• _WHAT YOU WILL DO_
Every entry must be repeated exactly in the answer.

• _ENTRIES SUPPLIED_
========
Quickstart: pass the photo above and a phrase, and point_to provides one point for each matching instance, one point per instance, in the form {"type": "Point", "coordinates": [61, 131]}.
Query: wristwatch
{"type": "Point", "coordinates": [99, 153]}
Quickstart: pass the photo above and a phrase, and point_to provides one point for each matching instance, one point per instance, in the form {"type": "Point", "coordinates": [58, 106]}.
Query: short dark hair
========
• _RESPONSE BELOW_
Quickstart: pass the photo above and a phrase, and point_to provides one point for each matching instance, one point per instance, in the form {"type": "Point", "coordinates": [61, 131]}.
Query: wristwatch
{"type": "Point", "coordinates": [99, 153]}
Quickstart: pass the photo above and a phrase, and point_to provides one point for each matching instance, one point per instance, in the form {"type": "Point", "coordinates": [58, 106]}.
Query: short dark hair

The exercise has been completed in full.